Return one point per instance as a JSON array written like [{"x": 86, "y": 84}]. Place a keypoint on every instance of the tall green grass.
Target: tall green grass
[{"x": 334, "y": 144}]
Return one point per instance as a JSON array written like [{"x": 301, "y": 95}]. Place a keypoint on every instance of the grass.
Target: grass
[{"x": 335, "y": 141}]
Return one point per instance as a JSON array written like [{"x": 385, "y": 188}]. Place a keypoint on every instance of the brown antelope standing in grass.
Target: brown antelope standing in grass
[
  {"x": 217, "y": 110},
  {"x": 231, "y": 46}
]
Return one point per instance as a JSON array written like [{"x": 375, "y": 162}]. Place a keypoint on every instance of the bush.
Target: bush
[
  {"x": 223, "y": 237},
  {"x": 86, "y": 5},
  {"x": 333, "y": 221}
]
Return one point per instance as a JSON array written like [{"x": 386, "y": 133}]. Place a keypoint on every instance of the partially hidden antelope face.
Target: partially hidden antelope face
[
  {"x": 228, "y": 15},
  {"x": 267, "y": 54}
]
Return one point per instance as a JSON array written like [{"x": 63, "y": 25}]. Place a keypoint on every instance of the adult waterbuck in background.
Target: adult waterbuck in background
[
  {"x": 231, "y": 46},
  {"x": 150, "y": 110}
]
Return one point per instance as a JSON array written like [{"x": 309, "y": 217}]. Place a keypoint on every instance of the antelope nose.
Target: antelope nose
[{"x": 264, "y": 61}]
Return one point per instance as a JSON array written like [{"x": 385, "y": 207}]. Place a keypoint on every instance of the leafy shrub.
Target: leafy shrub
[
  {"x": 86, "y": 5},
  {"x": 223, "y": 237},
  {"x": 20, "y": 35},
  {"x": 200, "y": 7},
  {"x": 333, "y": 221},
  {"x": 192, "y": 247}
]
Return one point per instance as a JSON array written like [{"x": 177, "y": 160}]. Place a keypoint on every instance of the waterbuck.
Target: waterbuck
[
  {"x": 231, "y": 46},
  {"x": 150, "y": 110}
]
────────────────────────────────────────
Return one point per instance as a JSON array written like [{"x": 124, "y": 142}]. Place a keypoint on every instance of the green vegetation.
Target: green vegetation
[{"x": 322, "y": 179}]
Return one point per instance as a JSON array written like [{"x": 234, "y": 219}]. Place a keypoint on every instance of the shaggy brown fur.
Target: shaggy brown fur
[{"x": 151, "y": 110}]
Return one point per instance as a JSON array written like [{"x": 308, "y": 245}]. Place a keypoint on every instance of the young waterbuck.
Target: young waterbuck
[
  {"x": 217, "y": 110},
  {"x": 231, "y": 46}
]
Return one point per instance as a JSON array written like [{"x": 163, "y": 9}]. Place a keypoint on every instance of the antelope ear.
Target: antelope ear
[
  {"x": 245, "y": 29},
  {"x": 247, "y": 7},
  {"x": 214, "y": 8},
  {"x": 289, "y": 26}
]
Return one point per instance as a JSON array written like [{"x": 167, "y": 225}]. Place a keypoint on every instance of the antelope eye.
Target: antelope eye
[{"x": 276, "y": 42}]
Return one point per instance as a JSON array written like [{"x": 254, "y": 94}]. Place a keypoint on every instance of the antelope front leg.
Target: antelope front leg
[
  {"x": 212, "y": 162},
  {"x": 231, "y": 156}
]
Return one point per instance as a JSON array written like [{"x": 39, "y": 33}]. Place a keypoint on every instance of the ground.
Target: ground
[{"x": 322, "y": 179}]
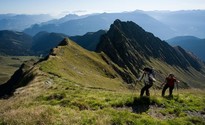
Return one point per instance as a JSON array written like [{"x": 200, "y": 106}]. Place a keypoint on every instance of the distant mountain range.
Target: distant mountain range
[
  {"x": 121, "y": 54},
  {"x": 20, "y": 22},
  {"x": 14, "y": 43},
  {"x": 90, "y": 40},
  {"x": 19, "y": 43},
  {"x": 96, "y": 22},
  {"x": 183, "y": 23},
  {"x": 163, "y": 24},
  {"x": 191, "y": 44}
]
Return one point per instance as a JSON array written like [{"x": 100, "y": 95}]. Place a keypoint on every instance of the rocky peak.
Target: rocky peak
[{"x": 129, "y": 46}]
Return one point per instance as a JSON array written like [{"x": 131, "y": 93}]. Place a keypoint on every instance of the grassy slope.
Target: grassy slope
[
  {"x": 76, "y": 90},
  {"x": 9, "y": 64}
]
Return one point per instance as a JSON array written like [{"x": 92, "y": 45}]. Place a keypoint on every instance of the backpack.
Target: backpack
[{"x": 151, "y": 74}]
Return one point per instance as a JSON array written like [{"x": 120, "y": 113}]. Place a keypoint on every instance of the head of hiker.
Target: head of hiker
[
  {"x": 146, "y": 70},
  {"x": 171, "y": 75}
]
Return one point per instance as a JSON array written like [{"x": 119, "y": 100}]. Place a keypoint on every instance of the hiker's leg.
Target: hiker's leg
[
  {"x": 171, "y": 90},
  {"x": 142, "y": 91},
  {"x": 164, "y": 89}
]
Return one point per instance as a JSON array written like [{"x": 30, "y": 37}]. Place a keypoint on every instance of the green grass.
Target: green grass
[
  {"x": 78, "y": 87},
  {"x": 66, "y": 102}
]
────────────────────────────────────────
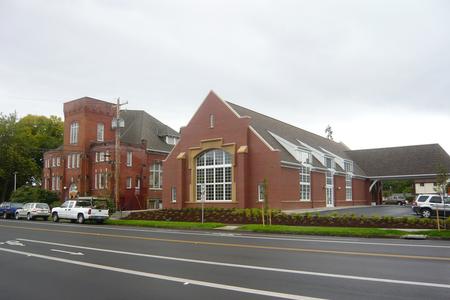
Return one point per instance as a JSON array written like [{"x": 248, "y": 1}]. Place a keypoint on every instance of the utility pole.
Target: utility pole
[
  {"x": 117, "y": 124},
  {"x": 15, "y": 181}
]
────────────────────────────────────────
Aim.
List every line above that contains the string "shrub", copying each one in full. Case counts.

Result for this exercise.
Return one point per instance as a JSON array written like [{"x": 385, "y": 207}]. Place a keypoint on every instance of the leafy shrub.
Target: leafy shrub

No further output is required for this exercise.